■ **Exercise**
A single number is the answer: the count of lines in these records with "below" in them.

Stored dataset items
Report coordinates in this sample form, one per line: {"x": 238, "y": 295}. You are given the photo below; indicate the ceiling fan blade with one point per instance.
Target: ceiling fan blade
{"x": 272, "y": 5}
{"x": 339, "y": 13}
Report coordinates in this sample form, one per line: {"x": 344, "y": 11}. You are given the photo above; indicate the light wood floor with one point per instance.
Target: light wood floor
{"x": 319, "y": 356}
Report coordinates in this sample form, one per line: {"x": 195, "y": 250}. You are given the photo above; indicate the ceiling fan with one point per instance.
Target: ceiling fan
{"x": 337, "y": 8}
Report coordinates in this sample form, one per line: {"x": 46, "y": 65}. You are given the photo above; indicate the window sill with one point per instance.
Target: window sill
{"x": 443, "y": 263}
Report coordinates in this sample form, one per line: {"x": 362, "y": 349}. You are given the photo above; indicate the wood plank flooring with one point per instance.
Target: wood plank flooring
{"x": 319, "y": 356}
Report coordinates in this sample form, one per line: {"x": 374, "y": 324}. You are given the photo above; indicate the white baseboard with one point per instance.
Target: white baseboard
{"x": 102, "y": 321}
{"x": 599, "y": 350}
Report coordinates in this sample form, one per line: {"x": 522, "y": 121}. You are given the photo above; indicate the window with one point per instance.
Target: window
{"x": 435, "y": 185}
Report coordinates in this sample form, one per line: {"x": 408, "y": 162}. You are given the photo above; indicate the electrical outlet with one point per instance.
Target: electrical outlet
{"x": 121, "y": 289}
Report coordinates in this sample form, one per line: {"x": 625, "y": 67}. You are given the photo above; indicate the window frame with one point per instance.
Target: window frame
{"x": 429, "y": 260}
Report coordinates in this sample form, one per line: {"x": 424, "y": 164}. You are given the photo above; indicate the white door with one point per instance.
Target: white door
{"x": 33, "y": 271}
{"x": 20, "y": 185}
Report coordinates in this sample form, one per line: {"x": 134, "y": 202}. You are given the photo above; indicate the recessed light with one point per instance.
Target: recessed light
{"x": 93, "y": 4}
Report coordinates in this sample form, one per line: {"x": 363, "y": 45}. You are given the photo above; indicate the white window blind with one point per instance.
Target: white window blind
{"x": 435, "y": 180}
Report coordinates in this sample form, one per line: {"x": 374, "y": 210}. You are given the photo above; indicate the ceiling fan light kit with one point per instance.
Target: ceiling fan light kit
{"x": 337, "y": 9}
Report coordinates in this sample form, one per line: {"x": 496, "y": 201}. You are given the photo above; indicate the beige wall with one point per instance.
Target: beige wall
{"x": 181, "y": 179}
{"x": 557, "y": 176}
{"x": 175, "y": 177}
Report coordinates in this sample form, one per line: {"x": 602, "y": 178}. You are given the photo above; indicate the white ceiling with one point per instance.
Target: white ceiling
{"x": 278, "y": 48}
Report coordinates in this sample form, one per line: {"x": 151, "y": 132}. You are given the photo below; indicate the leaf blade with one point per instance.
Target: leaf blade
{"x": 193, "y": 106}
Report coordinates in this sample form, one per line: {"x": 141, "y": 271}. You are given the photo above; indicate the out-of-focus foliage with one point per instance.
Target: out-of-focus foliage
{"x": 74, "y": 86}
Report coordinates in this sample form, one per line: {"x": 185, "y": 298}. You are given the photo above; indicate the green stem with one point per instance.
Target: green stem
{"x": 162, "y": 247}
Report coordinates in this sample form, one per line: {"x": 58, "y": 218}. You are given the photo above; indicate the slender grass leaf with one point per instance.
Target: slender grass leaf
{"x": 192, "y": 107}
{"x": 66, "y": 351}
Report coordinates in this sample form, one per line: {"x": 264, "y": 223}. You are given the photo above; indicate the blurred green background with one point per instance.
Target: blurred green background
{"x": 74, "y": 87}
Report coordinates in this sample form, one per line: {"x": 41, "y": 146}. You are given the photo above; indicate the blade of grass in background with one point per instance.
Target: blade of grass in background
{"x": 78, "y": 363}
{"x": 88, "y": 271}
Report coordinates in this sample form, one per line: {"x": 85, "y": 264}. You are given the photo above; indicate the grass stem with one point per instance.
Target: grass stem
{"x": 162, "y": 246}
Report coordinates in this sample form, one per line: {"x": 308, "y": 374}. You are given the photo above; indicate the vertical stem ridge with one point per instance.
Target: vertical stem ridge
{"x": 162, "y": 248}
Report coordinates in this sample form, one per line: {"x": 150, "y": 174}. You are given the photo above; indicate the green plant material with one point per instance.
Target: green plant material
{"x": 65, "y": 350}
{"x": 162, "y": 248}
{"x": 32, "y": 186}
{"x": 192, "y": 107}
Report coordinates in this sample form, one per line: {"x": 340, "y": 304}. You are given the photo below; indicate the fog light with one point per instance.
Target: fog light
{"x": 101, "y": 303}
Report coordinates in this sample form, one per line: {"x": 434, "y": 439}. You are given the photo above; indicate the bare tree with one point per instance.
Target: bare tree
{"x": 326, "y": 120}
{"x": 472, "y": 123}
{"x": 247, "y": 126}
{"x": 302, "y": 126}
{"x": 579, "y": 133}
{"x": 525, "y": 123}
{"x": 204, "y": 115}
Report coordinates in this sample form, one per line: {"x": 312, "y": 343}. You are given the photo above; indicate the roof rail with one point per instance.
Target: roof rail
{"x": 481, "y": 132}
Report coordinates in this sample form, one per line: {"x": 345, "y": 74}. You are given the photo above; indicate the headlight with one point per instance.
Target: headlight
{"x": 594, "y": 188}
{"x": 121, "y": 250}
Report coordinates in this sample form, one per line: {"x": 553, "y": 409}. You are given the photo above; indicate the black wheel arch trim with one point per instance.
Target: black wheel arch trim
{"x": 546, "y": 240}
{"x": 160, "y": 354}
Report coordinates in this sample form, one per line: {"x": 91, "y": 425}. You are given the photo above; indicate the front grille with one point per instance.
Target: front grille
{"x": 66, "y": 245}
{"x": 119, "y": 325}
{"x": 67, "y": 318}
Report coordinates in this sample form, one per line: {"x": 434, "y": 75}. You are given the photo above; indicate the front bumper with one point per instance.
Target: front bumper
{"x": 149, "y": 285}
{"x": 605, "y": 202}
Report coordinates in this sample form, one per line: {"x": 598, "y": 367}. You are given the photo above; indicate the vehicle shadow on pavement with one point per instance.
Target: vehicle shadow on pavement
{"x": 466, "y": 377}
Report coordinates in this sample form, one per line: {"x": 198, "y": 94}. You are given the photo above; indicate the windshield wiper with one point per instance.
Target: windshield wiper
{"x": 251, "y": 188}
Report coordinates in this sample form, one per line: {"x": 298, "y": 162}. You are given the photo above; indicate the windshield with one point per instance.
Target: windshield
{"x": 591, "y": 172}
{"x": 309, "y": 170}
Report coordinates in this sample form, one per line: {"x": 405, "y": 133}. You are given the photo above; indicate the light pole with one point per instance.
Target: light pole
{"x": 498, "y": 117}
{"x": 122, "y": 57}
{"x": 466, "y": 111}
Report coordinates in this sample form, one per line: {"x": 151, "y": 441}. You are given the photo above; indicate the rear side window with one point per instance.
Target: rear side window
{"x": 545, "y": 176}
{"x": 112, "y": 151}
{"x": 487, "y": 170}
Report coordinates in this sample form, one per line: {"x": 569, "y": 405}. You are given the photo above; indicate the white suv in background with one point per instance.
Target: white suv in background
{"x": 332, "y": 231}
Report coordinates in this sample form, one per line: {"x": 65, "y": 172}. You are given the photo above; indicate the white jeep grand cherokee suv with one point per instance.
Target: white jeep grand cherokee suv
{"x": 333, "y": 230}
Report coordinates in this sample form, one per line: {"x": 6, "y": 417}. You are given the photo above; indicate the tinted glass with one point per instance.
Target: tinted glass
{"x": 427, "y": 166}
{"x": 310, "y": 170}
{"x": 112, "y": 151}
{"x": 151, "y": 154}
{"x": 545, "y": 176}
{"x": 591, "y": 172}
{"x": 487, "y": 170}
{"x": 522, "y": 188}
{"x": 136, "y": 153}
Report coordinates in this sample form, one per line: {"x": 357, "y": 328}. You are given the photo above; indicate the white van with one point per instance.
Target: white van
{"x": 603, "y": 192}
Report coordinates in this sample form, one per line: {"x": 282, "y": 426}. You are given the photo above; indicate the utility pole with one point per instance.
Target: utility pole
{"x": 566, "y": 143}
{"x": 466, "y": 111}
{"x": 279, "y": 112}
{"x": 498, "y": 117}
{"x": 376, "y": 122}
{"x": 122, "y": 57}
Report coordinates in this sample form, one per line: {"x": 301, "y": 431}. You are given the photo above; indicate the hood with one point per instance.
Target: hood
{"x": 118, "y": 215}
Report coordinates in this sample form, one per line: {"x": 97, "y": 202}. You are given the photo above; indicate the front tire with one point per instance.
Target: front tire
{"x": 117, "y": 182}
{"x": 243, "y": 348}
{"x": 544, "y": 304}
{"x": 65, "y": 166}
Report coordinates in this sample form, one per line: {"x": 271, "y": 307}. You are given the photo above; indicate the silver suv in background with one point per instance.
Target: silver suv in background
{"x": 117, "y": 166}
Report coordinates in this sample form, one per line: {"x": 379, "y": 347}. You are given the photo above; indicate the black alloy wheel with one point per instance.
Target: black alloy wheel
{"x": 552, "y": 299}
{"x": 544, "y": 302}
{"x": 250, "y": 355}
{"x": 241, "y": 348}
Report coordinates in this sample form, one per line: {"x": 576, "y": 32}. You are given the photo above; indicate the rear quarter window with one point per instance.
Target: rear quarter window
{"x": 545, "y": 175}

■ **Exercise result**
3